↓↓↓

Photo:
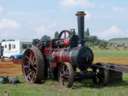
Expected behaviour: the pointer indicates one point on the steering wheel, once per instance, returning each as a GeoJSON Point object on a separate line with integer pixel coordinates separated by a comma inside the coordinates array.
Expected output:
{"type": "Point", "coordinates": [65, 34]}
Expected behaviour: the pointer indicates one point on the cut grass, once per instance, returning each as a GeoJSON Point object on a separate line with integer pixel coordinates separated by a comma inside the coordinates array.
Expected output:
{"type": "Point", "coordinates": [52, 88]}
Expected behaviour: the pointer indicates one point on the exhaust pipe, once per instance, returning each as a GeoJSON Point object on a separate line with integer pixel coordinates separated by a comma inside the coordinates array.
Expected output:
{"type": "Point", "coordinates": [80, 21]}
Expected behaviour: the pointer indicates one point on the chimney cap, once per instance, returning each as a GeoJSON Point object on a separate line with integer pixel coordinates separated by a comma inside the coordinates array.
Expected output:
{"type": "Point", "coordinates": [80, 13]}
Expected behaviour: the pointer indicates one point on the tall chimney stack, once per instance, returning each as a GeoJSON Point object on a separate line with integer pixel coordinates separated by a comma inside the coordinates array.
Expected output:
{"type": "Point", "coordinates": [80, 19]}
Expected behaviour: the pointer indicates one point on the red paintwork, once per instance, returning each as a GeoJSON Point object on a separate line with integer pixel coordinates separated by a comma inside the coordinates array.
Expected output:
{"type": "Point", "coordinates": [57, 56]}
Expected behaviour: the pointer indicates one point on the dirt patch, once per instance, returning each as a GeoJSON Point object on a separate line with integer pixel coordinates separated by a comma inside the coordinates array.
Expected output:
{"type": "Point", "coordinates": [8, 68]}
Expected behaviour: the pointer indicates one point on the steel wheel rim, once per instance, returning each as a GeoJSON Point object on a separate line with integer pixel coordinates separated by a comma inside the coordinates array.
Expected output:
{"type": "Point", "coordinates": [64, 75]}
{"type": "Point", "coordinates": [29, 66]}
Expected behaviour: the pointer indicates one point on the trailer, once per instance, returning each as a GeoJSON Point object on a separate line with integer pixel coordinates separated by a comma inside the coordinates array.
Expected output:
{"type": "Point", "coordinates": [66, 59]}
{"type": "Point", "coordinates": [14, 48]}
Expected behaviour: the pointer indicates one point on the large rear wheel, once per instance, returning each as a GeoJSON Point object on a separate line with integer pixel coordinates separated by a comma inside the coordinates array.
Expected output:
{"type": "Point", "coordinates": [33, 65]}
{"type": "Point", "coordinates": [66, 75]}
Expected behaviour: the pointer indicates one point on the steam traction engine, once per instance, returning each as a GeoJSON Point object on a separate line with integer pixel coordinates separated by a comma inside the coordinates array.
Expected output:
{"type": "Point", "coordinates": [65, 58]}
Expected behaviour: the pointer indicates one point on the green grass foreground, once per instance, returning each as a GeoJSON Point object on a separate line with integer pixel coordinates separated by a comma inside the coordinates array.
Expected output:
{"type": "Point", "coordinates": [111, 53]}
{"type": "Point", "coordinates": [52, 88]}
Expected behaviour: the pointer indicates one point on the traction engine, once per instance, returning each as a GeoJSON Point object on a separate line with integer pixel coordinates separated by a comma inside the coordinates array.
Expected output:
{"type": "Point", "coordinates": [65, 58]}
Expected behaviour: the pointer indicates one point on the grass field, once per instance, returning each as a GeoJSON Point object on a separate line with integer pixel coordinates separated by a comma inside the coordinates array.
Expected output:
{"type": "Point", "coordinates": [52, 88]}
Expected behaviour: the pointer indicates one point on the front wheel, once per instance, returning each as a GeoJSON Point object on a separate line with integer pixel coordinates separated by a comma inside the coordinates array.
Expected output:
{"type": "Point", "coordinates": [66, 75]}
{"type": "Point", "coordinates": [33, 65]}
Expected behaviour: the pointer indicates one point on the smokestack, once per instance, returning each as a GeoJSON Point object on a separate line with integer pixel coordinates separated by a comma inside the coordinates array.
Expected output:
{"type": "Point", "coordinates": [80, 19]}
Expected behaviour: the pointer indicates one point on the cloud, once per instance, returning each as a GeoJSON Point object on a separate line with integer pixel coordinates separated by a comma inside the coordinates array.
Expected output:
{"type": "Point", "coordinates": [72, 3]}
{"type": "Point", "coordinates": [45, 29]}
{"type": "Point", "coordinates": [1, 10]}
{"type": "Point", "coordinates": [8, 24]}
{"type": "Point", "coordinates": [112, 32]}
{"type": "Point", "coordinates": [118, 9]}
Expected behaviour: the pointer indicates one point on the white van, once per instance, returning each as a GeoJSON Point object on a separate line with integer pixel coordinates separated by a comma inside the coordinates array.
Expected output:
{"type": "Point", "coordinates": [14, 47]}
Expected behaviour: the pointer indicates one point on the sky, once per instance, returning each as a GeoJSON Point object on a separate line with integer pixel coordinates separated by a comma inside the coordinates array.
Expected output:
{"type": "Point", "coordinates": [28, 19]}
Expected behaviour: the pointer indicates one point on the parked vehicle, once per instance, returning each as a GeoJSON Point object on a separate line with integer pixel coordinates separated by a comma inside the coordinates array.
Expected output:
{"type": "Point", "coordinates": [14, 49]}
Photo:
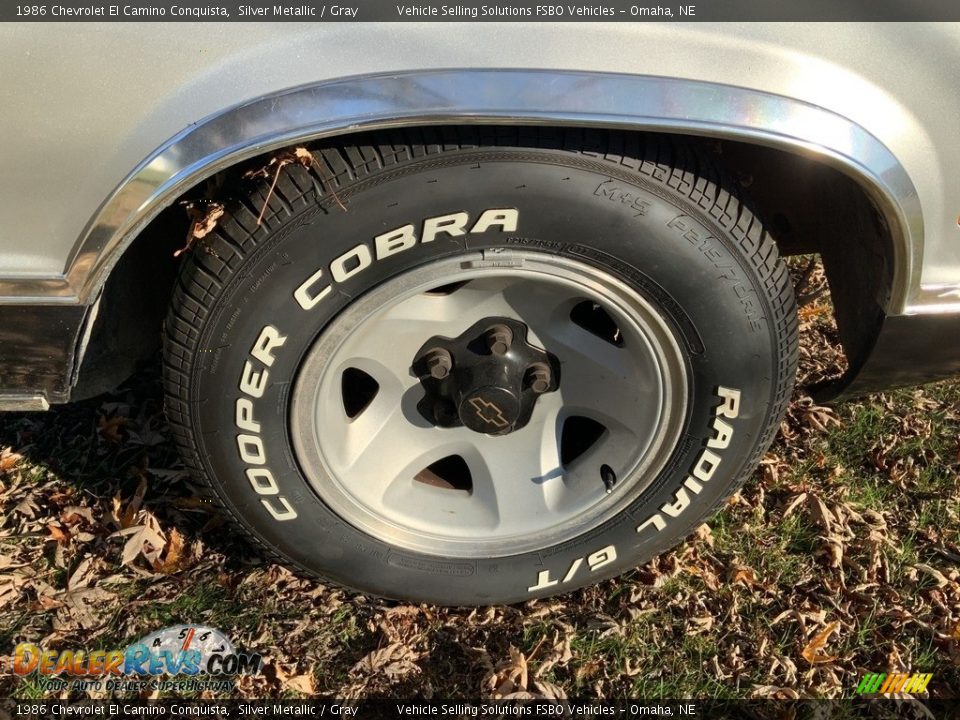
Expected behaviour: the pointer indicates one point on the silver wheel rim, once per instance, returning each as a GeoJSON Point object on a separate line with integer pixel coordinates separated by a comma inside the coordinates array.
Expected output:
{"type": "Point", "coordinates": [369, 469]}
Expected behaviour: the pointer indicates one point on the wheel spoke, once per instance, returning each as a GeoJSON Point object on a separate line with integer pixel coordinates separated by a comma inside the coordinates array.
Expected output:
{"type": "Point", "coordinates": [517, 476]}
{"type": "Point", "coordinates": [455, 491]}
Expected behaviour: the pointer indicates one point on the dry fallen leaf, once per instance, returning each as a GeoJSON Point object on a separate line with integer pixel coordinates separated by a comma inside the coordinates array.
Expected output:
{"type": "Point", "coordinates": [811, 653]}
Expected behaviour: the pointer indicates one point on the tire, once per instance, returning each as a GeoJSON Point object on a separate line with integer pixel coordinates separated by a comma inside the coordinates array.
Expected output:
{"type": "Point", "coordinates": [301, 389]}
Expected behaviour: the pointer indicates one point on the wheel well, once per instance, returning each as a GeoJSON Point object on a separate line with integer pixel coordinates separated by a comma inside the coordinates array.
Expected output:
{"type": "Point", "coordinates": [807, 206]}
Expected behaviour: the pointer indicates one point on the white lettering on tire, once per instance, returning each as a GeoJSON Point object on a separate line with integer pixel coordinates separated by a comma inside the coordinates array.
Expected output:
{"type": "Point", "coordinates": [594, 561]}
{"type": "Point", "coordinates": [358, 258]}
{"type": "Point", "coordinates": [253, 383]}
{"type": "Point", "coordinates": [706, 464]}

↑↑↑

Whenever the word "wheel" appears in a line above, copy that line.

● SOLUTION TO THE PROBLEM:
Expected behaviour: the pointer indicates one point on the steering wheel, once per instance, returning each as a GeoJSON Point object on a separate line with integer pixel coordinates separated by a comma inside the coordinates array.
Expected behaviour: the pointer indicates one point on the steel wheel rim, once per instance, returning each as a GeoJSON Point object on a separate line with integer pixel coordinates separated by a comma inside the coordinates array.
Expected behaviour: the pointer indicates one point on the large rear wheel, once per instance, returning each as a GeoJSON Point object on a separate line with integer pixel coordinates separated by a comma inside the coordinates array.
Expected behaviour: the pointer indicates one point on the front wheel, once per instance, returning each as a GeoJSON Point object on a separate line with integer pixel coordinates separated by a comma inside the coordinates array.
Expected behaviour: the pointer indicates one point on the silver wheel rim, once per instance, returning each as a GeoJSON Point object on a separate line with integer pixel coordinates separated by a comma inside the coordinates array.
Expected behaviour: the pointer indicates one point on the wheel spoke, once per instance, returning each as a GeoJSON Point object on a separate line with integer pixel coordinates separated by a comma inside the coordinates array.
Expected behaviour: the pointer indicates one point on the wheel well, once per instance, returning each as a GeoJSON Point object on a separate line with integer pixel coordinates separated by a comma inside the coordinates array.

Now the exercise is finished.